But the status of the $10 in bank deposits is uncertain and depends on whether the bank can employ the funds in loans or bonds. If the bank cannot or chooses not to so employ the funds, they become excess bank reserves.

The amount going directly back into the income stream is not the $100 initially derived from it, but only $90. So the country can now spend only $90 in any subsequent round of production. It lost the $10 it thought it had. And the employment the $10 generated.

Theoretically, that reserve cash should serve to lower interest rates sufficiently to induce businesses or households to borrow it.

But that’s not happening.

Businesses show no disposition to borrow, even at rock-bottom rates. At least most businesses. And those who want to borrow are often deemed uncreditworthy by prospective lenders.

Households won’t borrow because they are paying down debt, to a great degree because people like Speaker Boehner keep telling them they are overleveraged.

Yes, the man is definitely de trop.

We can dispense with Speakers who outrage common sense; we need instead seekers of the bargains that are just starting to surface in some, though by no means all, of the country’s long-battered housing markets.

And because the Boehners of this world may survive and even flourish, vetoing sensible additional economic stimulus packages, prospective home buyers need a new type mortgage loan—one that contains an option feature enabling them to insure against the possible continued decline in housing values in any given geographic area. Such a vehicle in fact exists, though the market is unknown to, and neglected by, most mortgage lenders.

Editor’s Note: For the etymologically challenged, de trop is French for “not wanted, unwelcome.”

Sanford Rose, of New Jersey and Florida, served as Associate Editor of Fortune Magazine from 1968 till 1972; Vice President of Chase Manhattan Bank in 1972; Senior Editor of Fortune between 1972 and 1979; and Associate Editor, Financial Editor and Senior Columnist of American Banker newspaper between 1979 and 1991. From 1991 till 2001, Rose worked as a consultant in the banking industry and a professional ghost writer in the field of finance. He has also taught as an adjunct professor of banking at Columbia University and an adjunct instructor of economics at New York University. He states that he left gainful employment in 2001 to concentrate on gain-less investing. (A lifelong photo-phobe, Rose also claims that the head shot accompanying his Weekly Hubris columns is not his own, but belongs, instead, to a skilled woodworker residing in South Carolina.)

* Given records:

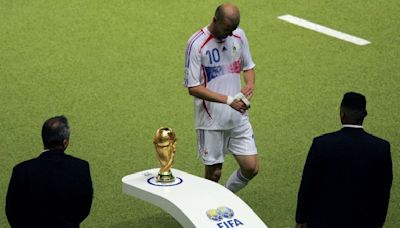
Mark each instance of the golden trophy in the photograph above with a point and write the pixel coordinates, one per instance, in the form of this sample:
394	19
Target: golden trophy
165	143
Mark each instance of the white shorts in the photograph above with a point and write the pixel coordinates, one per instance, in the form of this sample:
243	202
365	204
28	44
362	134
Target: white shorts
212	145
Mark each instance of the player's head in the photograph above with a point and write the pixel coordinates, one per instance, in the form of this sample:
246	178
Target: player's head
55	133
353	108
225	20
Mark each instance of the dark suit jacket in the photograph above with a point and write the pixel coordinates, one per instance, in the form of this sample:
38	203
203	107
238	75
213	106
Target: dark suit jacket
52	190
346	181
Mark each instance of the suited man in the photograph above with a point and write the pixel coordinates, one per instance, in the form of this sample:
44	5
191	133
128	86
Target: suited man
52	190
347	175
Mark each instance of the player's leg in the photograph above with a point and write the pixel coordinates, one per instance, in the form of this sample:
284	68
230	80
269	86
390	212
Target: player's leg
210	149
248	165
242	145
213	172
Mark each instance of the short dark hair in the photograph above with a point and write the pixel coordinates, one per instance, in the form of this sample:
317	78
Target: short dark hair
54	131
354	106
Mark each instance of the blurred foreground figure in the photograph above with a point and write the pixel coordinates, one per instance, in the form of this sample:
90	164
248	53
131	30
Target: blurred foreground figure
347	176
52	190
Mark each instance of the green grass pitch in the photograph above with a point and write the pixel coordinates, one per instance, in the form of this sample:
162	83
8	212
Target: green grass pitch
115	69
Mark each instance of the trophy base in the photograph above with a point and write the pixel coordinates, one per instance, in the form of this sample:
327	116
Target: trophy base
165	177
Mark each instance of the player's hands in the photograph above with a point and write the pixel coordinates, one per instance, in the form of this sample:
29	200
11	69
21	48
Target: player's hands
248	91
239	106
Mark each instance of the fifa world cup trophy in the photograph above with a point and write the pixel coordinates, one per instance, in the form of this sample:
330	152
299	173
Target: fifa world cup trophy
165	144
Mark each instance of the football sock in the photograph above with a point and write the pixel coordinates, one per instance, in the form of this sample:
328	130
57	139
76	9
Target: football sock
236	181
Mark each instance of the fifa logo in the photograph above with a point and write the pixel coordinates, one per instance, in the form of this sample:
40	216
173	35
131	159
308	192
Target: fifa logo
223	213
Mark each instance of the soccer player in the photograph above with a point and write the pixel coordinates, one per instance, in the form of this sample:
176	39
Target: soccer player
215	56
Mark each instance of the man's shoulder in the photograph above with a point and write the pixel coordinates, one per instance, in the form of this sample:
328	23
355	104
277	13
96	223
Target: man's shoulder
26	164
340	134
77	160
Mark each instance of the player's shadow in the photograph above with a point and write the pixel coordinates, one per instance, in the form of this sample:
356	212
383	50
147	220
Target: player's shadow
155	220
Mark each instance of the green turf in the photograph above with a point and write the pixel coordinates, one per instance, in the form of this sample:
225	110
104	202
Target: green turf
115	69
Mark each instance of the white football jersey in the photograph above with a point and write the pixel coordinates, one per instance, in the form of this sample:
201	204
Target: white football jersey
216	64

* Exercise details: In the text on bank reserves and mortgages, what does the editor's note say "de trop" means in French?

* Result: Not wanted, unwelcome.